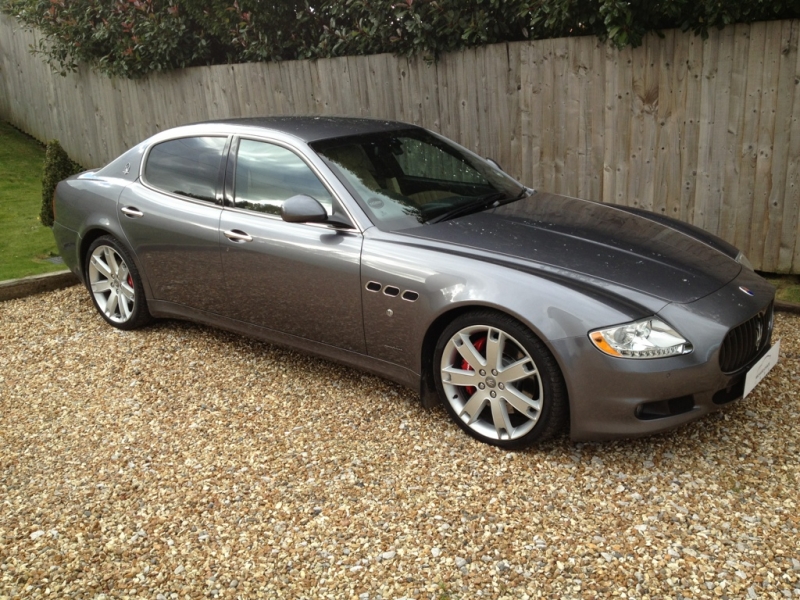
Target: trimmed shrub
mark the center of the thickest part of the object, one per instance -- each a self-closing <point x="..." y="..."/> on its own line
<point x="131" y="38"/>
<point x="57" y="166"/>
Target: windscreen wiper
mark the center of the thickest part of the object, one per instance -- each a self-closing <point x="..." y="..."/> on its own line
<point x="492" y="200"/>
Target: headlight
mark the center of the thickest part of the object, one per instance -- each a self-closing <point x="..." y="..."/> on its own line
<point x="742" y="260"/>
<point x="648" y="338"/>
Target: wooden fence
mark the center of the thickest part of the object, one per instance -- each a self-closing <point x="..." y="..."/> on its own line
<point x="706" y="131"/>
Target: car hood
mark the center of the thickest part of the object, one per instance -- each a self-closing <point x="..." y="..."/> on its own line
<point x="592" y="240"/>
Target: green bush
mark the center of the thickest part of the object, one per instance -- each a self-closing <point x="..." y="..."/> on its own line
<point x="131" y="38"/>
<point x="57" y="166"/>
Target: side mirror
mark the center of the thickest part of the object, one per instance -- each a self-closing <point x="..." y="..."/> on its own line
<point x="305" y="209"/>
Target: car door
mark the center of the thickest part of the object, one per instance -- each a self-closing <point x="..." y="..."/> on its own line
<point x="171" y="220"/>
<point x="302" y="279"/>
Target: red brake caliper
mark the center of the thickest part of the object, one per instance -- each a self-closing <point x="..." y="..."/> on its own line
<point x="479" y="344"/>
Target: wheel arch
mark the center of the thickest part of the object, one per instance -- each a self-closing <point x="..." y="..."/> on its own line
<point x="88" y="238"/>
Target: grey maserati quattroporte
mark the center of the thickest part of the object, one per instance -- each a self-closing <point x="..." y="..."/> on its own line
<point x="389" y="248"/>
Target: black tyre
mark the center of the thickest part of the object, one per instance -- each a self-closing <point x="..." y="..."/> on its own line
<point x="498" y="381"/>
<point x="115" y="285"/>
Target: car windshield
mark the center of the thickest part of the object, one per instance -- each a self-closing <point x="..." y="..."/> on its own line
<point x="407" y="177"/>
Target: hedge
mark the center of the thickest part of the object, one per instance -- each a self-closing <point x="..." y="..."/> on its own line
<point x="57" y="166"/>
<point x="131" y="38"/>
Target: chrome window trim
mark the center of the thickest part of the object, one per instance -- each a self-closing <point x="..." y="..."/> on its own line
<point x="294" y="150"/>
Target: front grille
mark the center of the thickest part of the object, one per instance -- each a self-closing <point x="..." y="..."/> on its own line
<point x="744" y="342"/>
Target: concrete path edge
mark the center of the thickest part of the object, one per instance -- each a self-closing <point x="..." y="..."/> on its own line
<point x="35" y="284"/>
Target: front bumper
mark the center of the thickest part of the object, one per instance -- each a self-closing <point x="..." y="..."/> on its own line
<point x="619" y="398"/>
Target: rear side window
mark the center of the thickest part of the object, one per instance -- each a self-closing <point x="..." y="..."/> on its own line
<point x="267" y="175"/>
<point x="187" y="166"/>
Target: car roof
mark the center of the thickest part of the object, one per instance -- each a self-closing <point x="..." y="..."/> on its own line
<point x="316" y="128"/>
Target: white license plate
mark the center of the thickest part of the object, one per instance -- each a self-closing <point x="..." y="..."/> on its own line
<point x="761" y="368"/>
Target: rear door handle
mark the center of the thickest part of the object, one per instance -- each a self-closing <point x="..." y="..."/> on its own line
<point x="132" y="211"/>
<point x="237" y="236"/>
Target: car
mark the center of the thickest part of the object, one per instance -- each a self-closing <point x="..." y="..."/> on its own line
<point x="386" y="247"/>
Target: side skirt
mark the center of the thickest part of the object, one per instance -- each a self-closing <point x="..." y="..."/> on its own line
<point x="386" y="370"/>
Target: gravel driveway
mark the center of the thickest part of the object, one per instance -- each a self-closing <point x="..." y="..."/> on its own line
<point x="183" y="462"/>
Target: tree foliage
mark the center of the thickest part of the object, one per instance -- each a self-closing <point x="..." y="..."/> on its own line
<point x="131" y="38"/>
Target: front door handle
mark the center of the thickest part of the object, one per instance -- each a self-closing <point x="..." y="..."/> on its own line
<point x="237" y="236"/>
<point x="132" y="212"/>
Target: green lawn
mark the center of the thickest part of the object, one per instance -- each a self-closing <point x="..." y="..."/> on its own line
<point x="24" y="242"/>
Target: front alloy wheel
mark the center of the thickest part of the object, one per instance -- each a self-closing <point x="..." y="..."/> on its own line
<point x="499" y="382"/>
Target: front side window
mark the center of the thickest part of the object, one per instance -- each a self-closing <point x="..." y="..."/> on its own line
<point x="187" y="166"/>
<point x="407" y="177"/>
<point x="267" y="175"/>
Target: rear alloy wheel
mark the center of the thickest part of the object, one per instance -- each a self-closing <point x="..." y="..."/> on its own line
<point x="115" y="285"/>
<point x="499" y="382"/>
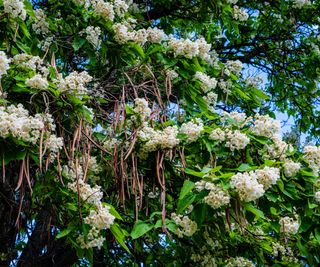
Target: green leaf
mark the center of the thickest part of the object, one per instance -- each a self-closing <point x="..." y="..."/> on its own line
<point x="186" y="188"/>
<point x="185" y="202"/>
<point x="258" y="213"/>
<point x="140" y="228"/>
<point x="113" y="211"/>
<point x="78" y="42"/>
<point x="119" y="235"/>
<point x="244" y="167"/>
<point x="63" y="233"/>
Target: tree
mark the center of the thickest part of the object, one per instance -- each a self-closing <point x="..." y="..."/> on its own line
<point x="132" y="136"/>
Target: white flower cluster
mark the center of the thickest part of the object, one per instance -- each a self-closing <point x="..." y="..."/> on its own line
<point x="225" y="85"/>
<point x="254" y="81"/>
<point x="93" y="35"/>
<point x="208" y="83"/>
<point x="192" y="130"/>
<point x="217" y="196"/>
<point x="291" y="168"/>
<point x="53" y="144"/>
<point x="99" y="217"/>
<point x="45" y="44"/>
<point x="75" y="83"/>
<point x="4" y="63"/>
<point x="190" y="49"/>
<point x="187" y="226"/>
<point x="211" y="99"/>
<point x="15" y="121"/>
<point x="37" y="82"/>
<point x="278" y="149"/>
<point x="87" y="193"/>
<point x="40" y="25"/>
<point x="235" y="118"/>
<point x="233" y="66"/>
<point x="247" y="186"/>
<point x="172" y="74"/>
<point x="265" y="126"/>
<point x="141" y="107"/>
<point x="165" y="139"/>
<point x="239" y="262"/>
<point x="268" y="176"/>
<point x="124" y="33"/>
<point x="15" y="8"/>
<point x="91" y="240"/>
<point x="236" y="140"/>
<point x="311" y="154"/>
<point x="240" y="14"/>
<point x="30" y="62"/>
<point x="301" y="3"/>
<point x="104" y="9"/>
<point x="218" y="135"/>
<point x="285" y="253"/>
<point x="289" y="225"/>
<point x="252" y="185"/>
<point x="110" y="144"/>
<point x="204" y="258"/>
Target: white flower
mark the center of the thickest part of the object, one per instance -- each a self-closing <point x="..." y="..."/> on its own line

***

Requirements: Can you edit all the rows so that each "thickest" reads "widest", with nothing else changed and the pictures left out?

In response:
Target: trimmed shrub
mark the center of the widest part of the object, one per instance -- each a self-closing <point x="..." y="..."/> on its own line
<point x="131" y="38"/>
<point x="57" y="166"/>
Target: windscreen wiper
mark the center of the widest part of the object, one per instance -- each a self-closing <point x="..." y="..."/> on its own line
<point x="492" y="200"/>
Target: headlight
mark the center of the widest part of the object, one per instance -- each a self-closing <point x="..." y="..."/> on its own line
<point x="742" y="260"/>
<point x="648" y="338"/>
Target: wooden fence
mark the center of the widest part of the object, one per instance -- each a self-closing <point x="..." y="..."/> on its own line
<point x="706" y="131"/>
Target: car hood
mark the center of the widest part of the object, one per instance -- each a self-closing <point x="..." y="..."/> on its own line
<point x="592" y="240"/>
Target: green bush
mark the center of the widest part of the object, one per instance -- each a self-closing <point x="..." y="..."/> on its own line
<point x="131" y="38"/>
<point x="57" y="166"/>
Target: side mirror
mark the center of the widest part of the object, one per instance -- each a self-closing <point x="..." y="..."/> on its own line
<point x="305" y="209"/>
Target: car door
mark the center of the widest part of the object, one per instance -- each a self-closing <point x="..." y="..."/> on its own line
<point x="171" y="220"/>
<point x="302" y="279"/>
Target: red brake caliper
mark the center of the widest part of the object, one per instance -- each a self-closing <point x="..." y="..."/> on its own line
<point x="479" y="344"/>
Target: wheel arch
mark the center of the widest part of the object, one per instance -- each a self-closing <point x="..." y="..."/> on its own line
<point x="88" y="238"/>
Target: grey maserati quattroporte
mark the center of the widest part of the object, one per instance -- each a self-closing <point x="..." y="..."/> on its own line
<point x="389" y="248"/>
Target: black tyre
mark the center of the widest part of the object, one per instance -- each a self-closing <point x="..." y="..."/> on its own line
<point x="498" y="381"/>
<point x="115" y="285"/>
Target: car windshield
mark the center of the widest part of the object, one per instance -- each a self-closing <point x="..." y="..."/> on its own line
<point x="407" y="177"/>
Target: hedge
mark the center of the widest part of the object, one per instance -- each a self-closing <point x="..." y="..."/> on its own line
<point x="57" y="166"/>
<point x="131" y="38"/>
Target: chrome window trim
mark the center of the widest part of the object, one per instance -- each a self-closing <point x="..." y="..."/> on its own line
<point x="294" y="150"/>
Target: front grille
mark the center of the widest part of the object, one per instance -- each a self-closing <point x="..." y="..."/> on its own line
<point x="744" y="342"/>
Target: concrete path edge
mark the center of the widest part of the object, one per instance -- each a self-closing <point x="..." y="..."/> on its own line
<point x="35" y="284"/>
Target: front bumper
mark the center of the widest part of the object, one per instance -- each a self-closing <point x="..." y="..."/> on its own line
<point x="619" y="398"/>
Target: rear side window
mark the center of the widest part of the object, one per instance -- each a self-closing <point x="..." y="..."/> on its own line
<point x="267" y="175"/>
<point x="187" y="166"/>
Target: car roof
mark the center of the widest part of the object, one per instance -- each a self-closing <point x="..." y="..."/> on its own line
<point x="316" y="128"/>
Target: white license plate
mark the center of the widest part of the object, one per instance -- each a self-closing <point x="..." y="..."/> on its own line
<point x="761" y="368"/>
Target: rear door handle
mark the center of the widest part of the object, one per instance -- each a self-closing <point x="..." y="..."/> on its own line
<point x="132" y="211"/>
<point x="237" y="236"/>
Target: car
mark the center of the widest part of the object, one per instance -- each a self-closing <point x="..." y="..."/> on its own line
<point x="386" y="247"/>
Target: side skirt
mark the center of the widest part of the object, one per instance -- each a self-closing <point x="..." y="..."/> on its own line
<point x="386" y="370"/>
Target: gravel driveway
mark the center of the widest part of the object, one per instance -- each a self-closing <point x="..." y="..."/> on its own line
<point x="183" y="462"/>
Target: tree foliage
mark the center of the widest part of the object, one per instance -- each a self-closing <point x="..." y="..."/> on its own line
<point x="131" y="38"/>
Target: front door handle
mark the center of the widest part of the object, one per instance -- each a self-closing <point x="..." y="..."/> on its own line
<point x="237" y="236"/>
<point x="132" y="212"/>
Target: green lawn
mark the center of the widest part of the object, one per instance -- each a self-closing <point x="..." y="..."/> on its own line
<point x="24" y="242"/>
Target: front alloy wheel
mark the center of the widest part of the object, one per instance -- each a self-closing <point x="..." y="..."/> on its own line
<point x="499" y="382"/>
Target: front side window
mark the center of the widest part of the object, one per instance -- each a self-closing <point x="..." y="..."/> on its own line
<point x="187" y="166"/>
<point x="407" y="177"/>
<point x="267" y="175"/>
Target: rear alloy wheel
mark the center of the widest part of the object, one per instance -- each a self-closing <point x="..." y="..."/> on its own line
<point x="115" y="285"/>
<point x="499" y="382"/>
Target: green leaf
mark the center of the widest part of the object, one per instance -- each a self-closing <point x="..." y="..."/> on its own line
<point x="186" y="188"/>
<point x="185" y="202"/>
<point x="258" y="213"/>
<point x="140" y="228"/>
<point x="113" y="211"/>
<point x="78" y="42"/>
<point x="119" y="235"/>
<point x="244" y="167"/>
<point x="63" y="233"/>
Target: tree
mark the center of the widest part of the object, one per instance -- each a self-closing <point x="..." y="..."/> on its own line
<point x="132" y="136"/>
Target: white flower cluster
mark the center of the widest part of the object, one per instance -- each a self-closing <point x="..." y="..."/> on its own line
<point x="225" y="85"/>
<point x="254" y="81"/>
<point x="93" y="35"/>
<point x="208" y="83"/>
<point x="192" y="130"/>
<point x="217" y="196"/>
<point x="291" y="168"/>
<point x="53" y="144"/>
<point x="99" y="217"/>
<point x="45" y="44"/>
<point x="75" y="83"/>
<point x="4" y="63"/>
<point x="190" y="49"/>
<point x="187" y="226"/>
<point x="211" y="99"/>
<point x="15" y="121"/>
<point x="37" y="82"/>
<point x="278" y="149"/>
<point x="87" y="193"/>
<point x="40" y="25"/>
<point x="235" y="118"/>
<point x="233" y="66"/>
<point x="247" y="186"/>
<point x="172" y="74"/>
<point x="265" y="126"/>
<point x="141" y="107"/>
<point x="165" y="139"/>
<point x="239" y="262"/>
<point x="268" y="176"/>
<point x="124" y="33"/>
<point x="15" y="8"/>
<point x="91" y="240"/>
<point x="236" y="140"/>
<point x="311" y="154"/>
<point x="240" y="14"/>
<point x="30" y="62"/>
<point x="301" y="3"/>
<point x="104" y="9"/>
<point x="218" y="135"/>
<point x="285" y="253"/>
<point x="289" y="225"/>
<point x="252" y="185"/>
<point x="110" y="144"/>
<point x="204" y="258"/>
Target: white flower
mark the center of the widest part of the object, one per instance -- each a self-closing <point x="..." y="..."/> on its own line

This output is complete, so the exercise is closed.